## Start DATA EXTRACT

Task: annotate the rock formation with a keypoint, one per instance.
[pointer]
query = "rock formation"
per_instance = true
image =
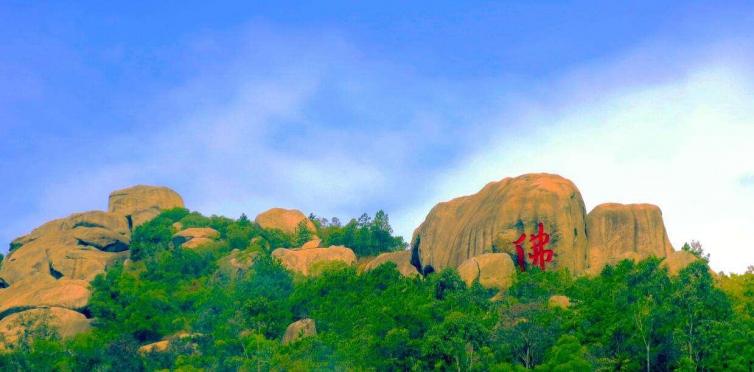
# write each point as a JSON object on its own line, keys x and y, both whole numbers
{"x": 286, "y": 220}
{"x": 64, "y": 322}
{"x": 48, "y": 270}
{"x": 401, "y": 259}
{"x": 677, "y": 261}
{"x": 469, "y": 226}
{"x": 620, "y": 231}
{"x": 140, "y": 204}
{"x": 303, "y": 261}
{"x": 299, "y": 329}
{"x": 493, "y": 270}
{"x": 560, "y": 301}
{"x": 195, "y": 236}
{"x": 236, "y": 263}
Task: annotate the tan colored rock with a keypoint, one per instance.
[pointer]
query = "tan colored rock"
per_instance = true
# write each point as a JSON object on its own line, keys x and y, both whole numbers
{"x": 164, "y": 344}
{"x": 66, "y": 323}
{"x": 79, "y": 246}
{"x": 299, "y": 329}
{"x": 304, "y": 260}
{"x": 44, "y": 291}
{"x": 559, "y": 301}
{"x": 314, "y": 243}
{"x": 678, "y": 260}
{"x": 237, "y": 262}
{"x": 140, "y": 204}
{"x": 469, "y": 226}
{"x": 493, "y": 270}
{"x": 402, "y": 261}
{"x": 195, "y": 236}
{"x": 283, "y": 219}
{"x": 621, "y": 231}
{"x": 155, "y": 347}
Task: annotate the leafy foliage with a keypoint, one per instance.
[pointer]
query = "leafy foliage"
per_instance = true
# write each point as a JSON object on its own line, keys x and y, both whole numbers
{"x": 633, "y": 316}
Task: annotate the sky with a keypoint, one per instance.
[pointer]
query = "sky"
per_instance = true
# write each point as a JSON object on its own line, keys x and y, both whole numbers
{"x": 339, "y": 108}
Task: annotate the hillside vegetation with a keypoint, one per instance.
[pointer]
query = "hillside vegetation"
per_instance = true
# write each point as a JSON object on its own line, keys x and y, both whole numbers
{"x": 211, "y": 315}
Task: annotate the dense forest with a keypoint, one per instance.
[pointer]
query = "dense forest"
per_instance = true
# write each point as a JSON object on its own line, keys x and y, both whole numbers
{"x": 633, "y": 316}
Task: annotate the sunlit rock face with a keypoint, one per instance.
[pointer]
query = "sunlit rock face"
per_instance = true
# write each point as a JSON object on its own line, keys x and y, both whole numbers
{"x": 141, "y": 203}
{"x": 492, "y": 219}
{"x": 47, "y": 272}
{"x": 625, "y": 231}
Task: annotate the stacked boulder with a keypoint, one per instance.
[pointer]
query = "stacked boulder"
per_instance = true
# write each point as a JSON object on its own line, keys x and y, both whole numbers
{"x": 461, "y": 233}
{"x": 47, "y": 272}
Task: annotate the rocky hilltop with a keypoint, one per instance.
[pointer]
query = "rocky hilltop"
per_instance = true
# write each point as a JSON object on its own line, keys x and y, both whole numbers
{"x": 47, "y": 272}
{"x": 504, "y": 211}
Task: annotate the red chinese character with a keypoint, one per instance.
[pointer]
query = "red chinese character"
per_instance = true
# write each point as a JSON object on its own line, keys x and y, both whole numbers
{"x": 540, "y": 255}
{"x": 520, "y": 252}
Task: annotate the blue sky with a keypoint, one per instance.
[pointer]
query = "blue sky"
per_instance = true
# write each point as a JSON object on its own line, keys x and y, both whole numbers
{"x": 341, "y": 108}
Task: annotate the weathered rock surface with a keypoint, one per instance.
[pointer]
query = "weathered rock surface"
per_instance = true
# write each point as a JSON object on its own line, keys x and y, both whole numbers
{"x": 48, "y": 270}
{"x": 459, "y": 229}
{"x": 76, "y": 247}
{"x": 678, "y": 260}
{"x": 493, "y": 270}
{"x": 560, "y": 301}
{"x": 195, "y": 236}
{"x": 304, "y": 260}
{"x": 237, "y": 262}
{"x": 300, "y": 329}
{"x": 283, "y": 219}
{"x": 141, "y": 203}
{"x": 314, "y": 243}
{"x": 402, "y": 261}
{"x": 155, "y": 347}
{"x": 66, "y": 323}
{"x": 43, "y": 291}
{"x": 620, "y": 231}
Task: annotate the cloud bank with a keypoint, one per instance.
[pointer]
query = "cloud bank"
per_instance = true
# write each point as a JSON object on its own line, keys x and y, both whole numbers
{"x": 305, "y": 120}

## End DATA EXTRACT
## Start DATA EXTRACT

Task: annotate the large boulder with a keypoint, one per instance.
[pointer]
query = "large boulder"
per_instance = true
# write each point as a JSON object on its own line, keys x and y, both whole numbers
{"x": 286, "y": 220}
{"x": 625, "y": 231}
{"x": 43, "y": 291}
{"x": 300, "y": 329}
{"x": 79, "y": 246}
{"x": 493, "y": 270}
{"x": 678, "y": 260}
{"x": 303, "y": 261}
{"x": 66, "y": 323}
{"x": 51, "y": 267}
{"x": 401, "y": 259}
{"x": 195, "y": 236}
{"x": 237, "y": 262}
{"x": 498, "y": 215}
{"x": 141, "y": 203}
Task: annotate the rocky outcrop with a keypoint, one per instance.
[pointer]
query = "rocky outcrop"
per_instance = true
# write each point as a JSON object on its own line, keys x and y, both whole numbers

## End DATA EXTRACT

TASK OBJECTIVE: Work out how many lines of the data above contain the word "leafy", and reply with the number alone.

OUTPUT: 2